# [Textauszug]
━━━━━━━━━━━━━━━━
L72009 Beschaffung Vergabe Wien

Norm

WVRG 2014 §28
WVRG 2014 §29 Abs1
WVRG 2014 §29 Abs2
WVRG 2014 §31

Text

Das Verwaltungsgericht Wien hat durch seinen Richter Dr. Oppel über den Antrag der A. GmbH, vertreten durch …, auf Erlassung einer einstweiligen Verfügung betreffend das Vergabeverfahren "VNV - Verbesserung der Notstromversorgung Notstromaggregat mit Dieseltank", den

BESCHLUSS

gefasst

I. Zur Prüfung der von der Antragstellerin behaupteten Rechtswidrigkeiten wird ein Nachprüfungsverfahren eingeleitet.

II. Folgende einstweilige Verfügung wird erlassen: Für die Dauer des Nachprüfungsverfahrens wird die Erteilung des Zuschlages im obgenannten Vergabeverfahren untersagt.

III. Gegen diesen Beschluss ist gemäß § 25a VwGG eine ordentliche Revision an den Verwaltungsgerichtshof nach Art. 133 Abs. 4 B-VG unzulässig.
━━━━━━━━━━━━━━━━
# [Gespeicherte Daten]
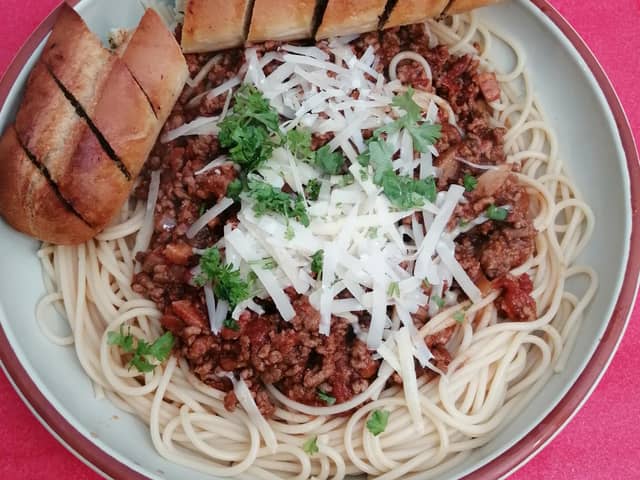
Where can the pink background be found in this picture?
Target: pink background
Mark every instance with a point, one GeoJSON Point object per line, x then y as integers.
{"type": "Point", "coordinates": [603, 440]}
━━━━━━━━━━━━━━━━
# [Aufgaben]
(a) Beantworte anhand des Textauszugs:
(i) Durch welchen Richter hat das Verwaltungsgericht Wien entschieden?
(ii) Was wird für die Dauer des Nachprüfungsverfahrens untersagt?
(iii) Gemäß welchem Paragrafen des VwGG ist eine ordentliche Revision unzulässig?
(b) Welche Normen führt der Textauszug unter der Überschrift „Norm“ auf? Nenne alle.
(c) Stimmen diese Aussagen mit dem Textauszug überein? Antworte jeweils mit Ja oder Nein und zitiere die entscheidenden Worte.
(i) Die Antragstellerin ist eine GmbH.
(ii) Das Gericht lehnt die Einleitung eines Nachprüfungsverfahrens ab.
(iii) Eine ordentliche Revision an den Verwaltungsgerichtshof ist zulässig.

# [Lösungen]
(a)
(i) Dr. Oppel
(ii) Die Erteilung des Zuschlages im obgenannten Vergabeverfahren
(iii) § 25a VwGG

(b)
- WVRG 2014 §28
- WVRG 2014 §29 Abs1
- WVRG 2014 §29 Abs2
- WVRG 2014 §31

(c)
(i) Ja: „über den Antrag der A. GmbH“
(ii) Nein: „wird ein Nachprüfungsverfahren eingeleitet“
(iii) Nein: „ist gemäß § 25a VwGG eine ordentliche Revision an den Verwaltungsgerichtshof nach Art. 133 Abs. 4 B-VG unzulässig“